Mendacity and Stalinism are not a winning mix

1:52 pm comment

Bryan Rostron - Out of Africa

OUR central political paradox here in South Africa, when you compare the rhetoric against reality, is that we have a neo-liberal economic policy often driven with Stalinist ruthlessness.

Most ANC leaders who returned from exile received their training in the old Soviet bloc, including President Thabo Mbeki. They may have ditched rigid Marxist dogmas for gung-ho free enterprise, but habitually – especially when having to force through capitalist measures – they robotically revert to a paranoid mindset and Stalinist jargon.

The other day, I picked up a copy of Lenin’s 1920 manifesto, “Left-Wing” Communism: an infantile disorder. The style seemed eerily familiar. It reminded me of Mbeki’s former weekly online letters. That’s a suggestion for future historians, but it would be odd if the well-read Mbeki hadn’t studied this work when he was sent to Moscow’s Lenin Institute for instruction.

○ ○ ○ ○ ○ ○ ○

§ **Assigned task A**:
Output the South Africa column from "Bryan Rostron - Out" to "with Stalinist ruthlessness.".
§ **Assigned task B**:
Answer from the South Africa column:
(i) Whose name appears in the column's byline?
(ii) In what year was Lenin's manifesto "Left-Wing" Communism: an infantile disorder published?
(iii) To which institution was Mbeki sent for instruction?
§ **Assigned task C**:
Resume the South Africa column after its final sentence.
The data has no connection to the column above.

○ ○ ○ ○ ○ ○ ○

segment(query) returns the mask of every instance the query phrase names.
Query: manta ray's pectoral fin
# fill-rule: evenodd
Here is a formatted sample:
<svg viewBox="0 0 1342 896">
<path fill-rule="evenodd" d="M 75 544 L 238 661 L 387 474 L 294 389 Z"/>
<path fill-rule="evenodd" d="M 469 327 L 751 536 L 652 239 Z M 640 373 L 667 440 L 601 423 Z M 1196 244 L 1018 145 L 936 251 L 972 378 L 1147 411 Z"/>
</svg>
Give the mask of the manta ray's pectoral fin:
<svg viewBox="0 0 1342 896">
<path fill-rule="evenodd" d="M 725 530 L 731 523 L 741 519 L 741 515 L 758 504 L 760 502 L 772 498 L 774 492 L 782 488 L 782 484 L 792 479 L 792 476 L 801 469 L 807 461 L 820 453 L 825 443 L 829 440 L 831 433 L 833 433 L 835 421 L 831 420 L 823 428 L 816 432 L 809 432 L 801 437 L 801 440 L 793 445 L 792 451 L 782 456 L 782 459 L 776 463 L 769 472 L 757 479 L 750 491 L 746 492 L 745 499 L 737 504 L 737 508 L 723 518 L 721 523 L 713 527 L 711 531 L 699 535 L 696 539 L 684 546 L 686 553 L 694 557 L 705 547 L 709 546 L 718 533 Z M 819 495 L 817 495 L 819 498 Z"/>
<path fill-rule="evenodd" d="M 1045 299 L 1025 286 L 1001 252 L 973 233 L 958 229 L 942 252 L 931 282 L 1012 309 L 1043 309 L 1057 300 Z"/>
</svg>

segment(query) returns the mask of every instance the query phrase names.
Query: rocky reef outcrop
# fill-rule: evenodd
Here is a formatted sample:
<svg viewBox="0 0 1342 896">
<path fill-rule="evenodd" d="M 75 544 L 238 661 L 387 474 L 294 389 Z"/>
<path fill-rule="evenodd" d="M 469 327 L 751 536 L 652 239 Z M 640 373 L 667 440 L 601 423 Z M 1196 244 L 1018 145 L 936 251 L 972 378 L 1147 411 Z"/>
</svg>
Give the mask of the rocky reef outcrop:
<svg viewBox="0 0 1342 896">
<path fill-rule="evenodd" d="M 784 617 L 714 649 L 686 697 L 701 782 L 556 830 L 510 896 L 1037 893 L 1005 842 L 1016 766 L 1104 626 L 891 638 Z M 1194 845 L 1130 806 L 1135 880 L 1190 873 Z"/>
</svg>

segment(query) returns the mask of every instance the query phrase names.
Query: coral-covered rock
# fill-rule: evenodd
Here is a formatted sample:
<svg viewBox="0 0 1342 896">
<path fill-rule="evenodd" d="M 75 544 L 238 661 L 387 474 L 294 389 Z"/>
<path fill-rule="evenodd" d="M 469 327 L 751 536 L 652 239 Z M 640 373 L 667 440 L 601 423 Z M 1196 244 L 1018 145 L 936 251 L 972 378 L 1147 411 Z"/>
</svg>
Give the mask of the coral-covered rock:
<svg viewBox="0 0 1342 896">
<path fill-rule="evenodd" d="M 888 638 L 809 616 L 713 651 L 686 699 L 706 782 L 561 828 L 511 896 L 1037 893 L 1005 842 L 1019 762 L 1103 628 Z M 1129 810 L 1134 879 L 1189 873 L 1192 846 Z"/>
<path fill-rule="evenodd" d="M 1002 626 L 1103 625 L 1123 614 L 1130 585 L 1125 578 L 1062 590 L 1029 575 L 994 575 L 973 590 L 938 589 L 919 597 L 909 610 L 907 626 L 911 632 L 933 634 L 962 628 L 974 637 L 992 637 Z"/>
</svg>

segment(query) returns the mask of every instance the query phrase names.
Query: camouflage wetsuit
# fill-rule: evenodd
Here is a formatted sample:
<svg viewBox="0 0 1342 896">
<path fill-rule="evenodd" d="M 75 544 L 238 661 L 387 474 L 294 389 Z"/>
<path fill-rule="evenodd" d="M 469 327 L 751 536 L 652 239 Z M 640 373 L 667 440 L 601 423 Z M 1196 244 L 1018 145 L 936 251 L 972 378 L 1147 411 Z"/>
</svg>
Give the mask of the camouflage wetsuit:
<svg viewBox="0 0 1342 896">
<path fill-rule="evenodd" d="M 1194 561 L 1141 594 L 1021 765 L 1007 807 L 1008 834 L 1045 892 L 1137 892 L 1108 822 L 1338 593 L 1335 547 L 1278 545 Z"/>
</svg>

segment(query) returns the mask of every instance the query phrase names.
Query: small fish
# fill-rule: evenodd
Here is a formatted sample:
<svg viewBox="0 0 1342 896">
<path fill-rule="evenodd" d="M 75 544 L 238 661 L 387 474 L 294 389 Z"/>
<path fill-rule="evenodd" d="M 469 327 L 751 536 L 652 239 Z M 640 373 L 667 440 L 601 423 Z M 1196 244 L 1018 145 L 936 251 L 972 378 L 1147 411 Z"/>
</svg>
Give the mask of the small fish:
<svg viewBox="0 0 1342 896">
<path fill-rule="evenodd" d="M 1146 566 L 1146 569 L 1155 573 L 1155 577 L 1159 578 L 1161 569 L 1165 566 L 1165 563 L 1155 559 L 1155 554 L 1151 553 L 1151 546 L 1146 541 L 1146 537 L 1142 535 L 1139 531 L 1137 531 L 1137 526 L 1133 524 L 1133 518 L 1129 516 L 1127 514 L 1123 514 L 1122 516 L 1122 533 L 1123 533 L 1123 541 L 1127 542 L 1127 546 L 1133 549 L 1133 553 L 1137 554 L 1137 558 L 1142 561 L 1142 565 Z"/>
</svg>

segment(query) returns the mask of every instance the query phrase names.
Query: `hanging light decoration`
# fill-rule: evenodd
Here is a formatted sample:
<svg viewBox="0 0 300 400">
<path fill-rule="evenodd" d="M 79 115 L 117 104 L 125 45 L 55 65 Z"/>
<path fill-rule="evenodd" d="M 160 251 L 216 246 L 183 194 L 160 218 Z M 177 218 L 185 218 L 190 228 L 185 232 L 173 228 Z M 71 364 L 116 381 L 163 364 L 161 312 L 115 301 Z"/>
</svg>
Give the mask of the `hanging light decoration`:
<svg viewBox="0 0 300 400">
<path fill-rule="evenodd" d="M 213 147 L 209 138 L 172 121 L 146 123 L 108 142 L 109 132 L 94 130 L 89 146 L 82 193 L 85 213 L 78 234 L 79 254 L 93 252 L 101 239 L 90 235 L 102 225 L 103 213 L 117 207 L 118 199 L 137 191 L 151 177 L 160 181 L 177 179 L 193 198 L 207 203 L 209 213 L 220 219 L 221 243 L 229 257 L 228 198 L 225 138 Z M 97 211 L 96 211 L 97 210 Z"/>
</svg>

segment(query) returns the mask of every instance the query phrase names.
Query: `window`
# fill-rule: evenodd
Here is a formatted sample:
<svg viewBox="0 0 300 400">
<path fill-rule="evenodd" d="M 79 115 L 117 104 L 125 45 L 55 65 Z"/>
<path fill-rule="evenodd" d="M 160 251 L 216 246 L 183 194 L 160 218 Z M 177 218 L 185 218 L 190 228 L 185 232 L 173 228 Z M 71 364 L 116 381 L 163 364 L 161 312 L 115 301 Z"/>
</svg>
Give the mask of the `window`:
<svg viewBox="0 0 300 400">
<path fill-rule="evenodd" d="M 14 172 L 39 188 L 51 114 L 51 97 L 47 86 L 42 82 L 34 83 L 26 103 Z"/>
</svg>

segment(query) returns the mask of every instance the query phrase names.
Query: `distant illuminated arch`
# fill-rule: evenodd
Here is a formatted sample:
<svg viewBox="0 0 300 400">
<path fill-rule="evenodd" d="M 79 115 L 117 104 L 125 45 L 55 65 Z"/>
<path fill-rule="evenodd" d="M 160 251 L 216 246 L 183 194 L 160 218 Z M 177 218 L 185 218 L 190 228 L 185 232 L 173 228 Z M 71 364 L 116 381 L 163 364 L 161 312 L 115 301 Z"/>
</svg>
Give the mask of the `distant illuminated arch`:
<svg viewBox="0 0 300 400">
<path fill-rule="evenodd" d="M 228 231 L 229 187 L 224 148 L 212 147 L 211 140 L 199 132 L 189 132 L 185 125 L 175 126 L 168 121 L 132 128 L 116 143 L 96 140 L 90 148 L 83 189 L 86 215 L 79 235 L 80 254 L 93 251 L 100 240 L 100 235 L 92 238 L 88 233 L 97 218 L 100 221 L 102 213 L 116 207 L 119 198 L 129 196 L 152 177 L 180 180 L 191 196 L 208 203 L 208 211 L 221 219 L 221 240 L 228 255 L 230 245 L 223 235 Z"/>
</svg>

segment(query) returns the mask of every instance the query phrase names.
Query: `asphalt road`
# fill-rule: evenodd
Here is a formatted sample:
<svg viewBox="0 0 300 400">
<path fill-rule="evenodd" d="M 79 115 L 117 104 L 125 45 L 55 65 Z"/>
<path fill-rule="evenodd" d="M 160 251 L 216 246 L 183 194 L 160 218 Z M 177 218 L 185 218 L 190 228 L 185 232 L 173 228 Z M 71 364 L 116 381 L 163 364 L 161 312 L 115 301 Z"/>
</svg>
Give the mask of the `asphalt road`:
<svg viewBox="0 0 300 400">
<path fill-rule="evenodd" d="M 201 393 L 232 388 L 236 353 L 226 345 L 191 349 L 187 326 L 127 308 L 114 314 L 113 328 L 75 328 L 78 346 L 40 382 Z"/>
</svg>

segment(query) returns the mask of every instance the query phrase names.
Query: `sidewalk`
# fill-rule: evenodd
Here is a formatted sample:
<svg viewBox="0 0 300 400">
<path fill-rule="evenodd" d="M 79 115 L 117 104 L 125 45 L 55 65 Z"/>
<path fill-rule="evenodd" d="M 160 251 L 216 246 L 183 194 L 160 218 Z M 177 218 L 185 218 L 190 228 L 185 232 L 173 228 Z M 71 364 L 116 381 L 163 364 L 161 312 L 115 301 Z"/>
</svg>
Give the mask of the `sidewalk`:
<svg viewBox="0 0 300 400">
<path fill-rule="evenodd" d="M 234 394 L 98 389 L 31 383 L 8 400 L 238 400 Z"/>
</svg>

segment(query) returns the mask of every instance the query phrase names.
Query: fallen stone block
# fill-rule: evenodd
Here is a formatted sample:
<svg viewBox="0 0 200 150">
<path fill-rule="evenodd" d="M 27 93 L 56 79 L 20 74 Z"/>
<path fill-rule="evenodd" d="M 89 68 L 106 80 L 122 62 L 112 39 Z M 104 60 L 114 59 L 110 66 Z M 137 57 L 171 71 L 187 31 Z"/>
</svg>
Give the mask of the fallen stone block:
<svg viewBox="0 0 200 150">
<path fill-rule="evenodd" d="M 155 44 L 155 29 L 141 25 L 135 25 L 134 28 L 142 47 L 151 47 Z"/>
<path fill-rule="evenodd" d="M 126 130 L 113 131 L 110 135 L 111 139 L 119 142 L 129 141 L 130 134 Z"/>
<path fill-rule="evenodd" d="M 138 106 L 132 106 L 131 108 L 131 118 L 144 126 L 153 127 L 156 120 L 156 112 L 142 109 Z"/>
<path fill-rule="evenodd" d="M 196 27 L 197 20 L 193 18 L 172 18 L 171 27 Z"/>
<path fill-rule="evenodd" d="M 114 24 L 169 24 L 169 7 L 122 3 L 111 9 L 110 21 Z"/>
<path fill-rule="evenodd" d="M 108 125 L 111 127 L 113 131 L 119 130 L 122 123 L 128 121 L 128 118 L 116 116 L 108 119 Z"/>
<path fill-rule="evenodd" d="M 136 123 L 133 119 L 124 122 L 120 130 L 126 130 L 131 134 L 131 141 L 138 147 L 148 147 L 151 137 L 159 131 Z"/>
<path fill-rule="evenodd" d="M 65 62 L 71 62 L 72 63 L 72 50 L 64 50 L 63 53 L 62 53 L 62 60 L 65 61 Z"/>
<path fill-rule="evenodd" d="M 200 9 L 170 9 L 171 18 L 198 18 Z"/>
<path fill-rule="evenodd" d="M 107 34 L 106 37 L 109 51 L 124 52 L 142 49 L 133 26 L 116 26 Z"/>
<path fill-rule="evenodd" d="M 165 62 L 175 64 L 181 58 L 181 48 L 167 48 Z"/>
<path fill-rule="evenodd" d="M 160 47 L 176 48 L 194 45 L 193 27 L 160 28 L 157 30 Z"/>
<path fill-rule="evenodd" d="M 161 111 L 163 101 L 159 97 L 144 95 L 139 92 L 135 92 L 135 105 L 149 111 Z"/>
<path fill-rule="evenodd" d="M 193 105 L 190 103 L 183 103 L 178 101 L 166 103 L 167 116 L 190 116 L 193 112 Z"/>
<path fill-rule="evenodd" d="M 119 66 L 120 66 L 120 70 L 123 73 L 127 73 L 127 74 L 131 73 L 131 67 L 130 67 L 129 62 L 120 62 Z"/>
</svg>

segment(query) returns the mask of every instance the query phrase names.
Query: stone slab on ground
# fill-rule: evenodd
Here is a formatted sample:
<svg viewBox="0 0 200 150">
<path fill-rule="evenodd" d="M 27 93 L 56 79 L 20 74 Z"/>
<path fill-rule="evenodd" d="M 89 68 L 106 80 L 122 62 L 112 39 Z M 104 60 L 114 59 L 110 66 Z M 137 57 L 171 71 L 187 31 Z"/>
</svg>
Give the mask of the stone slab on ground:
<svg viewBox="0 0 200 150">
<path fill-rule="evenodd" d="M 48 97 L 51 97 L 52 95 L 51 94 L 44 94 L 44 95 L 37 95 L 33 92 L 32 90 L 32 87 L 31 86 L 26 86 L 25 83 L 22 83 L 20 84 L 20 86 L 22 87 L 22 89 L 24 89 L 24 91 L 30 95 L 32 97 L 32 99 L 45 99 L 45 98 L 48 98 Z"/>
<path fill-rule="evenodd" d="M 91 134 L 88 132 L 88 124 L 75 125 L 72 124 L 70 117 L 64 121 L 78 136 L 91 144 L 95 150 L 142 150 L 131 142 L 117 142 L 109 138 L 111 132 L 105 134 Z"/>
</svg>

○ ○ ○ ○ ○ ○ ○

§ **Reply A**:
Bryan Rostron - Out of Africa

OUR central political paradox here in South Africa, when you compare the rhetoric against reality, is that we have a neo-liberal economic policy often driven with Stalinist ruthlessness.

§ **Reply B**:
(i) Bryan Rostron
(ii) 1920
(iii) Moscow's Lenin Institute

§ **Reply C**:
One phrase jumped out at me, regarding the necessity of an alignment between the vanguard party and “the masses” who must be convinced “by their own experience” that their leadership is right. “Without these conditions”, wrote Lenin, “all attempts to establish discipline inevitably fall flat and end in phrase-mongering and grimacing.”

This describes our current reality exactly. The black majority may still vote for the ANC, but with unemployment and poverty rising, opinion polls (and disturbances) show that the party’s popularity is wilting. So this yawning gap is regularly filled with hollow bellowing and posturing from party apparatchiks.

Now a younger generation of ANC leaders, forged neither in exile nor in battle, has taken up this hackneyed jargon with gusto, rendering it even more mendacious.

The leader of the influential ANC Youth League first announced he was prepared to “take up arms and kill” for ANC president Jacob Zuma. He later clarified: kill “counter-revolutionaries”. On the very same day, his hero, Jacob Zuma, in his bid to become the country’s next president, informed a Financial Times dinner that he had no intention of changing our current economic policy.

Yet the ANC Youth League leader claimed: “An attack on Zuma is a direct attack on this revolution.” Then the secretary-general of the Congress of South African Trade Unions vowed to “shoot and kill” for Zuma.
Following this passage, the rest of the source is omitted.